TRECHO CITADO ▸
#####

ESTADO EMOCIONAL COMPROMETIDO
Uma condição frequente na população, entretanto pouco comentada, ainda mais ao pensarmos sobre seu impacto na qualidade da vida sexual, é a incontinência urinária
A incontinência urinária se constitui em um problema de saúde pública, em especial na população feminina. Estima-se nos Estados Unidos que a prevalência de incontinência urinária ocorra em cerca de 15% das mulheres. Em relação à faixa etária, ela pode afetar pessoas com 30 anos de idade ou mais, muito embora seja mais comum após os 40 anos, e significativamente mais elevada entre os 50 e 69 anos de idade; outros países referem índices semelhantes, inclusive no nosso. Sua evolução costuma ser acompanhada por sequelas emocionais e sociais importantes.
Em linhas gerais a incontinência urinária pode ser classificada em:
INCONTINÊNCIA URINÁRIA DE ESFORÇO: perda involuntária de urina durante esforço físico como tossir, espirrar e outras atividades que elevem a pressão abdominal.
BEXIGA HIPERATIVA IDIOPÁTICA: perda involuntária de urina precedida de forte desejo de urinar.
INCONTINÊNCIA MISTA: aquela que combina os sintomas citados anteriormente. A incontinência urinária de esforço é a que tem sido mais relatada e em consequência diagnosticada. Estudos comentam que episódios de incontinência urinária também estão associados à menopausa, obesidade, doenças crônicas, tabagismo e sedentarismo.
Avanços têm ocorrido para a melhor compreensão dessa condição, suas causas, diagnóstico e terapêutica. Embora muitas mulheres sofram por apresentarem queixas de perdas urinárias, somente um quarto delas procura tratamento. A maioria alega sentimentos de vergonha e medo, como sendo os responsáveis por não procurarem tratamento especializado, tanto em fases inicias da perda urinária como nas mais avançadas, nas quais a perda atinge proporções que geralmente causam grande desconforto. As razões para não procurar tratamento para a incontinência urinária têm sido assim descritas: não considerar a perda urinária séria ou anormal, acreditar que a queixa faz parte do processo natural com o avançar da idade, baixa expectativa de existir um tratamento adequado, pouco conhecimento sobre o assunto, carência de centros de saúde disponíveis e capa- citados no manejo dessa problemática, e como procurar ajuda.

#####

MATERIAL FORNECIDO ▸
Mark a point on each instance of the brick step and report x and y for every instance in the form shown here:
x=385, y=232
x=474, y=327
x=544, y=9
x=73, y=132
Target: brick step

#####

TAREFAS A REALIZAR ▸
**A)** Segundo o trecho citado, qual é a prevalência estimada de incontinência urinária entre as mulheres nos Estados Unidos?
**B)** Repita a parte do trecho citado entre "BEXIGA HIPERATIVA IDIOPÁTICA: perda" e "tabagismo e sedentarismo.", inclusive.

RESPOSTAS ESCRITAS ▸
**A)** Cerca de 15% das mulheres.

**B)**
BEXIGA HIPERATIVA IDIOPÁTICA: perda involuntária de urina precedida de forte desejo de urinar.
INCONTINÊNCIA MISTA: aquela que combina os sintomas citados anteriormente. A incontinência urinária de esforço é a que tem sido mais relatada e em consequência diagnosticada. Estudos comentam que episódios de incontinência urinária também estão associados à menopausa, obesidade, doenças crônicas, tabagismo e sedentarismo.